■ BRANO FORNITO:
«Un disegno di legge di riforma articolato e ampiamente condiviso». Sono le parole della ministra Marta Cartabia, pronunciate in aula al Senato prima dell’inizio delle dichiarazioni di voto sulla riforma del Csm e dell’ordinamento giudiziario. Parole che non trovano eco nelle stanze di giustizia italiane. Sulla riforma l’Unione camere penali è tiepida («lontana dalle esigenze reali»), l’Associazione nazionale magistrati è contraria, con i togati che la bollano come pericolosa. Solo David Ermini, vice-presidente del Csm, la elogia. Insomma, la riforma invocata, voluta, attesa da tutti - ora che c’è, non piace a nessuno.
«Non solo non risolve i problemi della giustizia ma li aggrava». Sebastiano Ardita, oggi al Csm, per anni coordinatore di delicate indagini antimafia fra Catania e Messina, disegna con voce calma e chiara lo scenario post-Cartabia. «Si consolida un assetto di potere che vede aumentare la soggezione dei magistrati rispetto alle loro gerarchie ed anche rispetto alla politica».

■ COSE DA FARE:
[1] Estrai dalle righe qui sotto tutte quelle che contengono la stringa "light", tenendo conto di maiuscole e minuscole.
[2] Prosegui il brano qui sopra sulla riforma del Csm, cominciando subito dopo la sua ultima frase.

■ RIGHE FORNITE:
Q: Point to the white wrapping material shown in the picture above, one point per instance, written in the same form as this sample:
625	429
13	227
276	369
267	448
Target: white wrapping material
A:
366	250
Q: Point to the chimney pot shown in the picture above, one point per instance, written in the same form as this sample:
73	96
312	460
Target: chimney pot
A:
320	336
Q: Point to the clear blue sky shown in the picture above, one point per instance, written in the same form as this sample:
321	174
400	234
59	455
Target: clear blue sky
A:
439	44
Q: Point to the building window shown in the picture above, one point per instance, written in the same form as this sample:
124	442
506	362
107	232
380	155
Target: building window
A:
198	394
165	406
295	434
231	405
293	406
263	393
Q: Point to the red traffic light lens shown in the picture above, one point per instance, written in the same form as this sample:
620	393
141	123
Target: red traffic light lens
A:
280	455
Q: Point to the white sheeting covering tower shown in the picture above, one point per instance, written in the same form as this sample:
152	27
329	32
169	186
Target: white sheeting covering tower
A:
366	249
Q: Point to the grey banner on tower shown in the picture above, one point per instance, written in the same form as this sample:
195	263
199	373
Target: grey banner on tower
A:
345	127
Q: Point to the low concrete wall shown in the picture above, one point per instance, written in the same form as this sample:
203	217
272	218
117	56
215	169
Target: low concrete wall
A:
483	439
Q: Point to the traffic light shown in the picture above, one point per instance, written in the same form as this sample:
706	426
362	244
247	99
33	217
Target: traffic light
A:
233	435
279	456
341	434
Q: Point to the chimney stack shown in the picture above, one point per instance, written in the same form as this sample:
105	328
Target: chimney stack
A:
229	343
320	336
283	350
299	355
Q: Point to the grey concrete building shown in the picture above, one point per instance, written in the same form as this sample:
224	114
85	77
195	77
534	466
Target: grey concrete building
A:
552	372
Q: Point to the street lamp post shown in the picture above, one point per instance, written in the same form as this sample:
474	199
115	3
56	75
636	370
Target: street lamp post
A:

■ RISULTATI:
[1]
Q: Point to the red traffic light lens shown in the picture above, one point per instance, written in the same form as this sample:
Target: red traffic light lens
Q: Point to the traffic light shown in the picture above, one point per instance, written in the same form as this sample:
Target: traffic light

[2]
È un gioco delle parti, spiega Ardita, una messa in scena dove la politica e «il Sistema» interpretano i propri ruoli: «La politica finge di attaccare il sistema delle correnti e brandisce lo scandalo Palamara come argomento per colpire tutti i magistrati, ma non certo per colpire le élite, uniche responsabili degli scandali e del malgoverno interno. In realtà il potere non ha nessun interesse a che le correnti scompaiano, perché il sistema delle correnti garantisce un modello verticistico di governo della magistratura, che rappresenta un vertice con cui si può “dialogare” e che indirettamente limita l’autonomia e l’indipendenza della magistratura».
Una riforma ambigua e bifronte: «Si rafforza il sistema di potere per continuare a dialogare con i vertici della magistratura da una posizione di forza. Il sorteggio e la rinuncia alla gerarchia interna rappresenterebbero invece un modello orizzontale - che poi era quello voluto dalla Costituzione - nel quale l’indipendenza e l’autonomia del singolo magistrato sarebbe massima, specialmente se garantita da un organo di autogoverno formato senza la mediazione dei gruppi di potere interno. Ma questa rimane una utopia, perché la politica e tutti i poteri forti hanno paura di una magistratura orizzontale, realmente autonoma ed incontrollabile».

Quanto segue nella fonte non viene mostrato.